#### Trecho do documento:
# # # # # # #

Estado acolhe iniciativas diferenciadas
O agressor sexual é sempre “um lobo em pele de cordeiro”, define a psicóloga Elaine Marinho, especialista em Violência Doméstica contra Crianças e Adolescentes pela Universidade Estadual de São Paulo (USP), completando que ele usa do acesso que tem a crianças e adolescentes para conseguir o que deseja. Atualmente, o tratamento prestado ao agressor sexual é apenas a repressão.
Ao poucos, a situação vem mudando, e algumas iniciativas são criadas no âmbito de políticas públicas. Carmen Oliveira, subsecretária de Promoção dos Direitos da Criança e do Adolescente da Secretaria Especial dos Direitos Humanos (SEDH), afirma: “Efetivamente, esta é uma das estratégias diferenciadas nos últimos anos, justificando que não basta a responsabilização do agressor, com a aplicação de penas. Precisamos nos preocupar para que ele não venha a reincidir”.

# # # # # # #

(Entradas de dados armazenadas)
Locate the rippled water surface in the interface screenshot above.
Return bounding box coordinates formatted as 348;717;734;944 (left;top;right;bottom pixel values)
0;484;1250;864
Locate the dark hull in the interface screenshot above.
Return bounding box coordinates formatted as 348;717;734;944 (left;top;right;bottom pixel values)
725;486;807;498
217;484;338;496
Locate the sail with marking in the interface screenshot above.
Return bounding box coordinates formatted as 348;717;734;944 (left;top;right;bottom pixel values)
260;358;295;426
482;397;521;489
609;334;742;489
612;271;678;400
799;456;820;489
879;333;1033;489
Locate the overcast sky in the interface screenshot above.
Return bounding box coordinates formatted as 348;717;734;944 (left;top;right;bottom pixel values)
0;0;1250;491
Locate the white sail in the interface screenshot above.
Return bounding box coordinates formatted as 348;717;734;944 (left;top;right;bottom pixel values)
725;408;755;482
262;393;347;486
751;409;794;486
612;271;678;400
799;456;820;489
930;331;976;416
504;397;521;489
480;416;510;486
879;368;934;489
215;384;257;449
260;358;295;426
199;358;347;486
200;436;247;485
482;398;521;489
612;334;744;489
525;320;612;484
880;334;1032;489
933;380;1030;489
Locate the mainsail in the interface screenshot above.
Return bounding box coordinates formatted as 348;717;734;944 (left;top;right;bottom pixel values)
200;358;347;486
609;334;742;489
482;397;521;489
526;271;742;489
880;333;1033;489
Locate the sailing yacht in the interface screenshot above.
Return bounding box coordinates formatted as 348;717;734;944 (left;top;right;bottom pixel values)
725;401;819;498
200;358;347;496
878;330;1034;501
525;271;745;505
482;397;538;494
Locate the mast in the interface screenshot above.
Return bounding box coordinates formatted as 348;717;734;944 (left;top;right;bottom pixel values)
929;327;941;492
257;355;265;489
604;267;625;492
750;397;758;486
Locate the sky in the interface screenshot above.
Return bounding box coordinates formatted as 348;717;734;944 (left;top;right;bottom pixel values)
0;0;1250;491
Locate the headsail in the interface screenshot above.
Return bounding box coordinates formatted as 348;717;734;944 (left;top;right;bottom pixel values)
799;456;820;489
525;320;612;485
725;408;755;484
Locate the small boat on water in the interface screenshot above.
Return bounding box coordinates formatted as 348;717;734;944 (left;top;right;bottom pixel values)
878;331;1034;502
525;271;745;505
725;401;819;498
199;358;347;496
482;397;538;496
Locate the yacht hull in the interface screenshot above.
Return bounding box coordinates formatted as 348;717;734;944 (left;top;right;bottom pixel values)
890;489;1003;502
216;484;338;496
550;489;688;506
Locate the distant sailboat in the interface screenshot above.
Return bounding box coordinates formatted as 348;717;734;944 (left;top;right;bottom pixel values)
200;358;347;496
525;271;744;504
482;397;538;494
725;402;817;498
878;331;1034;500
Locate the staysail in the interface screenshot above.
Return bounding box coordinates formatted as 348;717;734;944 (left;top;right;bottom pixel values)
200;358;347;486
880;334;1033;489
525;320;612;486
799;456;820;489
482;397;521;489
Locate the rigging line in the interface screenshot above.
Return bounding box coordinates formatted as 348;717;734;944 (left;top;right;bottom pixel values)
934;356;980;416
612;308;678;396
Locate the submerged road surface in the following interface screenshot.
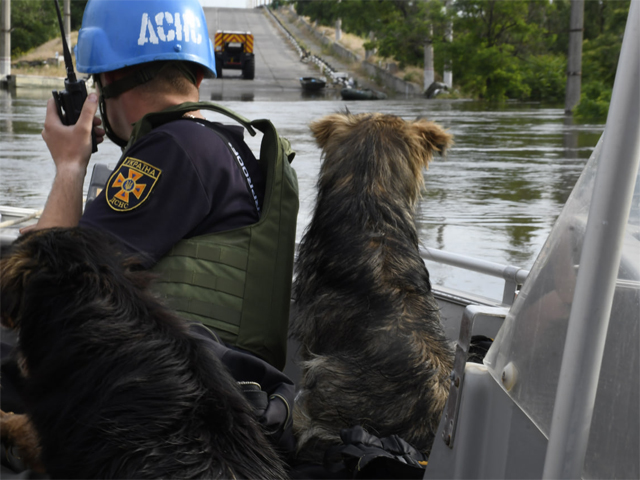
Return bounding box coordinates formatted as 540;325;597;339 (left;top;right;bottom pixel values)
200;8;318;101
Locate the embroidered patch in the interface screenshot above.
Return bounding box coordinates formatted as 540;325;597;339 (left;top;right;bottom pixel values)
105;157;162;212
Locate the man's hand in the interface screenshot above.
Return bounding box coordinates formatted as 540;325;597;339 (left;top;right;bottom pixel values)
20;93;104;233
42;93;104;172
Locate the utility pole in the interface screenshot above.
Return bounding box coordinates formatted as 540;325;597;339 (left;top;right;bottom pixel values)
442;0;453;89
64;0;71;48
0;0;11;80
564;0;584;113
423;25;436;91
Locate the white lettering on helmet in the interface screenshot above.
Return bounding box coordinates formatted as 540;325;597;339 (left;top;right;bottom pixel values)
174;12;182;42
158;12;176;42
138;13;158;45
138;11;203;45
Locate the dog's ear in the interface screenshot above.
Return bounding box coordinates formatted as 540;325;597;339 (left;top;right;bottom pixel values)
411;118;453;158
309;113;352;149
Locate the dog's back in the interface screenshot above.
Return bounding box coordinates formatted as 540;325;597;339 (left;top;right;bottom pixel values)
291;114;453;461
2;229;285;478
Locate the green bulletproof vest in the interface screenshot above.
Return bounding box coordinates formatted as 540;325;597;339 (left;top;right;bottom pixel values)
129;102;298;369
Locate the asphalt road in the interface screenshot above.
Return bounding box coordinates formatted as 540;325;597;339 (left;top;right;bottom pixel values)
200;8;318;101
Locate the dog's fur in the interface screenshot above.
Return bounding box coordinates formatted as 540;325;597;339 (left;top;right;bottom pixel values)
290;113;453;462
0;228;286;478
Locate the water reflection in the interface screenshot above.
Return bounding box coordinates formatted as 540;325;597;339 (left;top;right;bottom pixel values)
0;85;603;298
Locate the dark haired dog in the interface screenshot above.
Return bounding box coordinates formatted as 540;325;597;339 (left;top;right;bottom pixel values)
0;228;286;478
290;113;453;462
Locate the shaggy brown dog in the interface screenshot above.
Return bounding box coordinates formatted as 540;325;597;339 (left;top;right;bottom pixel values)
290;113;453;462
0;228;286;478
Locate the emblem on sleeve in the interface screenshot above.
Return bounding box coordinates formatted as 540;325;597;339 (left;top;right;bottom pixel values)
106;157;162;212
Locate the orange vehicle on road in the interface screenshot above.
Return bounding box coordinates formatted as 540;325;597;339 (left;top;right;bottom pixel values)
215;30;256;80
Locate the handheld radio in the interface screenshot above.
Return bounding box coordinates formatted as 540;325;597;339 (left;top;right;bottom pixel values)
51;0;98;153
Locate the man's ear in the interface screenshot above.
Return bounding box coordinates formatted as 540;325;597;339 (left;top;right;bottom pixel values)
196;68;204;88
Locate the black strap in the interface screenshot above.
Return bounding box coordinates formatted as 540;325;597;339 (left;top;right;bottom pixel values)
192;118;261;216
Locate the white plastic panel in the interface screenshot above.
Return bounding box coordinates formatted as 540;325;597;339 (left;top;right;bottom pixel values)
485;137;640;478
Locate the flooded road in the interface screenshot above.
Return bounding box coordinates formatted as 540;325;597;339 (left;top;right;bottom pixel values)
0;85;604;298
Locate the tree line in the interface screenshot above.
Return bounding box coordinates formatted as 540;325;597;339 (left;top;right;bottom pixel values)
11;0;631;116
293;0;630;116
11;0;87;58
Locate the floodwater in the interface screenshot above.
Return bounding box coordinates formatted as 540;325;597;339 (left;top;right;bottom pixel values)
0;90;604;299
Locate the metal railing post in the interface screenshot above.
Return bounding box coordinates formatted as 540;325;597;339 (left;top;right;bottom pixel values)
543;1;640;479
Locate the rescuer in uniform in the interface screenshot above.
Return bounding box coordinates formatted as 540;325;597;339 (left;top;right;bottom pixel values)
28;0;298;376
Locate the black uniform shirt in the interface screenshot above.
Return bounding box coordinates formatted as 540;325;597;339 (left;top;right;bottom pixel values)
80;119;265;266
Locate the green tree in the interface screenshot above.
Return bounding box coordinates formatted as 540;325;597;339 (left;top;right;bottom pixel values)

# # # # # # #

#### A fazer:
a. Transcreva do texto sobre o tratamento do agressor sexual o trecho que vai de "Estado acolhe iniciativas" até "apenas a repressão.", inclusive.
b. Prossiga o texto sobre o tratamento do agressor sexual a partir do ponto em que ele termina.

#### Tarefas resolvidas:
a.
Estado acolhe iniciativas diferenciadas
O agressor sexual é sempre “um lobo em pele de cordeiro”, define a psicóloga Elaine Marinho, especialista em Violência Doméstica contra Crianças e Adolescentes pela Universidade Estadual de São Paulo (USP), completando que ele usa do acesso que tem a crianças e adolescentes para conseguir o que deseja. Atualmente, o tratamento prestado ao agressor sexual é apenas a repressão.

b.
O fato é considerado importante, em especial no caso dos pedófilos, onde existem fatores psicológicos importantes de serem levados em conta para a superação do problema. “Há evidências de que quando negligenciamos o atendimento a este agressor, apenas aumentamos sua punição e até sua exclusão social, estamos favorecendo que ele fique cada vez mais marginalizado e operando também na clandestinidade”.
A SEDH prioriza o atendimento ao agressor ao financiar experiências como a desenvolvida pela Universidade Católica de Goiás, além de ter começado, desde o ano passado um atendimento ao agressor pelo Disque 100.
A psicóloga Elaine Marinho considera importante esta nova forma de enxergar o agressor sexual. “Quando alguém comete um crime como esse deve ser punido, mas a punição deve ser acompanhada de um tratamento social e psicológico para que não venha a cometer outros atos desta natureza quando sair da prisão”.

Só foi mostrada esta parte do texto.